Work item → Word for word, give the entries back.

Stored records →
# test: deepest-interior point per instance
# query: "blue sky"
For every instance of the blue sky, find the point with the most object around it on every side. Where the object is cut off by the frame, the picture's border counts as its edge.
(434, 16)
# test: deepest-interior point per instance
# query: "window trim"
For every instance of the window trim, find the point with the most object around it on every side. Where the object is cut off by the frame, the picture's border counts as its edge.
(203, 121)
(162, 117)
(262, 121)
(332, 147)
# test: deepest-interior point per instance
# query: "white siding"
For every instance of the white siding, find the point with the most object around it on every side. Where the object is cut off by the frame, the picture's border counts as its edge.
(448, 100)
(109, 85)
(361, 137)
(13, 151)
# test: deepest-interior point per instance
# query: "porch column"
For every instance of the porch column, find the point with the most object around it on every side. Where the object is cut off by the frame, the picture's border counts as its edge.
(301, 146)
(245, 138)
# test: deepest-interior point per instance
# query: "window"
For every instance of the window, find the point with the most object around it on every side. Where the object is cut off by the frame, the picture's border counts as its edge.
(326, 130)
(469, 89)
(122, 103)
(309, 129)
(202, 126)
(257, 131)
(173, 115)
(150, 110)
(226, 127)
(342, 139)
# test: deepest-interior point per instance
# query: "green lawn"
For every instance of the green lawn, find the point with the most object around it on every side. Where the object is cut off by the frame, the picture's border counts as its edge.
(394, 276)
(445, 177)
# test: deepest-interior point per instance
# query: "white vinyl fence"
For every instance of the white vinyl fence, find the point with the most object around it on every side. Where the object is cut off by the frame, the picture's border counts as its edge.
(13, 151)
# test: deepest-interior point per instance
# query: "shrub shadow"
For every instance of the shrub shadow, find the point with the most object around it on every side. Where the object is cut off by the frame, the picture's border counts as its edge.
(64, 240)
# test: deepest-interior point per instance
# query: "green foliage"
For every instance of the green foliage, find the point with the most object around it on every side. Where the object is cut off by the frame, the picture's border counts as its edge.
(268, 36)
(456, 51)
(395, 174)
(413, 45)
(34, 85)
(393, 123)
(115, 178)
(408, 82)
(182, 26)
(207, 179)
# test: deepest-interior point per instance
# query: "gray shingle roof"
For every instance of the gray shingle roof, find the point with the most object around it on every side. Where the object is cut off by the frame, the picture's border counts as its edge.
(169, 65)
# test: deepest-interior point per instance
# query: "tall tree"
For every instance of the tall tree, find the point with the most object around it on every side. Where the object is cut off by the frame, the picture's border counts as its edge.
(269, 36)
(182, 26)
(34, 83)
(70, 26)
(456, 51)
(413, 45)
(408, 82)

Result for this task →
# test: deepest-interior point per instance
# query: "blue sky"
For every instance of the blue sky, find the point with the most object around it on every side. Where the object is cut off by the frame, the picture's border counts as its edge.
(434, 16)
# test: deepest-interior point per instance
# query: "window trim"
For every instance of the window trim, find the point with the most object around it on every side. Where the object is cut off by the frame, the picture's border counts as its edge.
(203, 121)
(162, 117)
(262, 121)
(332, 147)
# test: deepest-interior point per instance
# query: "white siding"
For every instance of the white siding, find the point with the most object around it on every side. Where the object is cut off by the frame, the picture's border counts as its edge.
(448, 100)
(109, 85)
(361, 137)
(13, 151)
# test: deepest-interior point per instance
# query: "porch column"
For every instance of the porch column, find the point with the most object around it on every side. Where the object is cut off by the frame, the picture's border counts as its edge.
(301, 146)
(245, 138)
# test: deepest-interior point per instance
# query: "window"
For every instance of the window, find the point with the most object around it on every side. Where the object is cut off by the frame, the picture's border counts as its edge.
(326, 130)
(469, 89)
(122, 103)
(309, 129)
(202, 126)
(257, 131)
(173, 115)
(150, 110)
(226, 127)
(342, 139)
# test: deepest-interior point per instance
# query: "green lawn"
For every instance of the green lawn, find the point with the most object around it on every side. Where the object is cut off by the frame, the picture's border counts as its edge.
(394, 276)
(445, 177)
# test: deepest-interior point per instance
# query: "white vinyl fence"
For every instance of the white vinyl fence, find the point with the most object around it on every side. Where the object is cut off by the frame, the picture's border counts as its edge.
(13, 151)
# test: deepest-interior point per instance
# query: "shrub shadow"
For every instance of the shrub shadow, find the point with the most object around it on every side. Where the object is cut off by the frame, the picture's border counts as its edge.
(64, 240)
# test: deepest-interior point per instance
# query: "green foliage"
For every instance of the green foliage, find the point with the most object around it on every side. Where the object is cut off by the frame, the picture's border counts as its edge.
(268, 36)
(456, 51)
(395, 174)
(413, 45)
(34, 85)
(393, 123)
(115, 178)
(408, 82)
(182, 26)
(207, 179)
# test: deepest-interior point per instance
# query: "gray shingle roof"
For every instance of the gray shingle roof, find the point with the most object around it on every side. Where the object is cut off by the frame, the picture's border counts as its edge.
(169, 65)
# test: deepest-interior point per instance
# query: "tall tree"
For every instance of the tall tree, find the point with the most object around it on every side. Where the object is cut off by the frame, the picture's border counts as its edge.
(269, 36)
(182, 26)
(34, 83)
(70, 26)
(456, 51)
(413, 45)
(408, 82)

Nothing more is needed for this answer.